(Required work)
Your answer should be the full set of entries, given again without alteration.

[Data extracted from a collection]
====================

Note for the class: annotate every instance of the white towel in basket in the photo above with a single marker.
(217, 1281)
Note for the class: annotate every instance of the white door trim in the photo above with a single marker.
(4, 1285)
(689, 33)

====================

(Output)
Note for the class: annotate every instance of the white towel in basket in the photo above with a single marker.
(217, 1281)
Note for the class: annotate every instance of the white door trim in the photo above with a single marker.
(4, 1285)
(689, 33)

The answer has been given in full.